* REQUIRED WORK
Return the entire listing, character for character.

⟨

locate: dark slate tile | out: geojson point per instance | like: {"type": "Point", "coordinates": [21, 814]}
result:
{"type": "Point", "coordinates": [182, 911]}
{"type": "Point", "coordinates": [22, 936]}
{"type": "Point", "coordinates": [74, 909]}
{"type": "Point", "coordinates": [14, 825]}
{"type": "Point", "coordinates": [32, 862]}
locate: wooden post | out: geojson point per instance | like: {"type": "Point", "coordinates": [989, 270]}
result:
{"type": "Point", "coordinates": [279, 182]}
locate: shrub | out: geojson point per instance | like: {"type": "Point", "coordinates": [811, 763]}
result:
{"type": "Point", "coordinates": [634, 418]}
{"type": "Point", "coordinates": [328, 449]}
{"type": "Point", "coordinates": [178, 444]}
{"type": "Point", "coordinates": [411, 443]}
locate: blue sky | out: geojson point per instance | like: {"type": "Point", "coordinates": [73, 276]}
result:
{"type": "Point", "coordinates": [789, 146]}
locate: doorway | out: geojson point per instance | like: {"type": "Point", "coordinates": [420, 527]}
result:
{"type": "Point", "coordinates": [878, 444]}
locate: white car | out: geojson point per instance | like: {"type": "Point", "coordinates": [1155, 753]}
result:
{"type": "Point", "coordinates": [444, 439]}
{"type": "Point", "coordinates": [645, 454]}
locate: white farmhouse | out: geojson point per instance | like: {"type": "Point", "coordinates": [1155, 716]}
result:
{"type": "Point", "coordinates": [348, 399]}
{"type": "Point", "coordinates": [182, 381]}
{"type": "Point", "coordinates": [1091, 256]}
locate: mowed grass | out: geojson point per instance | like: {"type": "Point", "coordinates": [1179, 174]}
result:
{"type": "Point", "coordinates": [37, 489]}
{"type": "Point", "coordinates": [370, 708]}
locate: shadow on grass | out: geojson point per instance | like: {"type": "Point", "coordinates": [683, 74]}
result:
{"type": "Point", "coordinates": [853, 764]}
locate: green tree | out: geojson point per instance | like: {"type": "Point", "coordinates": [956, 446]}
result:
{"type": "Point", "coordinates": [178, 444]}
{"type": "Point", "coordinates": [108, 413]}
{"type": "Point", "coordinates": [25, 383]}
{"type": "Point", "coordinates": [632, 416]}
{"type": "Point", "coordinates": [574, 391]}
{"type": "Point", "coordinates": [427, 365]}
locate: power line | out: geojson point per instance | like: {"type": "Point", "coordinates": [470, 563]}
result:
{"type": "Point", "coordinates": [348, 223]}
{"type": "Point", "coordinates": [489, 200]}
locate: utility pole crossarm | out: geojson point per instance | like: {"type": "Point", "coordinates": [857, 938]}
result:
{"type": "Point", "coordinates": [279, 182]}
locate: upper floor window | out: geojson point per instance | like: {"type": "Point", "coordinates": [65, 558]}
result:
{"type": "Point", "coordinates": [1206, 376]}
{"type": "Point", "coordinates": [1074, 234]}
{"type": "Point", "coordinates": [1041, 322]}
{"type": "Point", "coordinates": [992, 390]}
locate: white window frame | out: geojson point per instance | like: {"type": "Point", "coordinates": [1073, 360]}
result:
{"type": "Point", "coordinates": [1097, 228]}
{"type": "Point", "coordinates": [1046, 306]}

⟩

* REPLY TO THE TASK
locate: dark slate tile | out: geojson point per instance | like: {"type": "Point", "coordinates": [21, 814]}
result:
{"type": "Point", "coordinates": [182, 911]}
{"type": "Point", "coordinates": [22, 936]}
{"type": "Point", "coordinates": [74, 909]}
{"type": "Point", "coordinates": [14, 825]}
{"type": "Point", "coordinates": [32, 862]}
locate: wooden post | out: geojson point per instance | like: {"type": "Point", "coordinates": [989, 270]}
result:
{"type": "Point", "coordinates": [279, 182]}
locate: shrub | out: geojson point per instance | like: {"type": "Point", "coordinates": [811, 763]}
result:
{"type": "Point", "coordinates": [634, 418]}
{"type": "Point", "coordinates": [328, 449]}
{"type": "Point", "coordinates": [178, 444]}
{"type": "Point", "coordinates": [411, 443]}
locate: blue sky | out: geojson point per instance | like: {"type": "Point", "coordinates": [73, 276]}
result:
{"type": "Point", "coordinates": [789, 146]}
locate: doorway | out: geojson point per instance | like: {"type": "Point", "coordinates": [420, 527]}
result:
{"type": "Point", "coordinates": [878, 444]}
locate: white car | out: geojson point per instance | like: {"type": "Point", "coordinates": [1155, 753]}
result:
{"type": "Point", "coordinates": [444, 439]}
{"type": "Point", "coordinates": [645, 454]}
locate: white farmhouse | out: geojson point per instance | like: {"type": "Point", "coordinates": [1155, 716]}
result:
{"type": "Point", "coordinates": [348, 399]}
{"type": "Point", "coordinates": [182, 381]}
{"type": "Point", "coordinates": [1091, 256]}
locate: mowed grass | out: geojson point per instance | like: {"type": "Point", "coordinates": [1179, 174]}
result:
{"type": "Point", "coordinates": [37, 489]}
{"type": "Point", "coordinates": [370, 708]}
locate: shadow on grass | out: geojson point per instance | like: {"type": "Point", "coordinates": [683, 74]}
result:
{"type": "Point", "coordinates": [853, 764]}
locate: green tree | out: geojson point per instance | like: {"type": "Point", "coordinates": [956, 446]}
result:
{"type": "Point", "coordinates": [178, 444]}
{"type": "Point", "coordinates": [108, 413]}
{"type": "Point", "coordinates": [25, 383]}
{"type": "Point", "coordinates": [632, 416]}
{"type": "Point", "coordinates": [574, 391]}
{"type": "Point", "coordinates": [427, 365]}
locate: power line | out: geojson point per instance | like: {"type": "Point", "coordinates": [470, 563]}
result:
{"type": "Point", "coordinates": [348, 223]}
{"type": "Point", "coordinates": [489, 200]}
locate: utility pole crossarm | out: geojson point per instance | like: {"type": "Point", "coordinates": [857, 938]}
result:
{"type": "Point", "coordinates": [279, 182]}
locate: upper floor window | out: geojson point per instance | like: {"type": "Point", "coordinates": [65, 558]}
result:
{"type": "Point", "coordinates": [1206, 376]}
{"type": "Point", "coordinates": [1074, 234]}
{"type": "Point", "coordinates": [1041, 322]}
{"type": "Point", "coordinates": [992, 390]}
locate: white window frame | out: geojson point per instance | like: {"type": "Point", "coordinates": [1073, 360]}
result:
{"type": "Point", "coordinates": [1097, 228]}
{"type": "Point", "coordinates": [1046, 306]}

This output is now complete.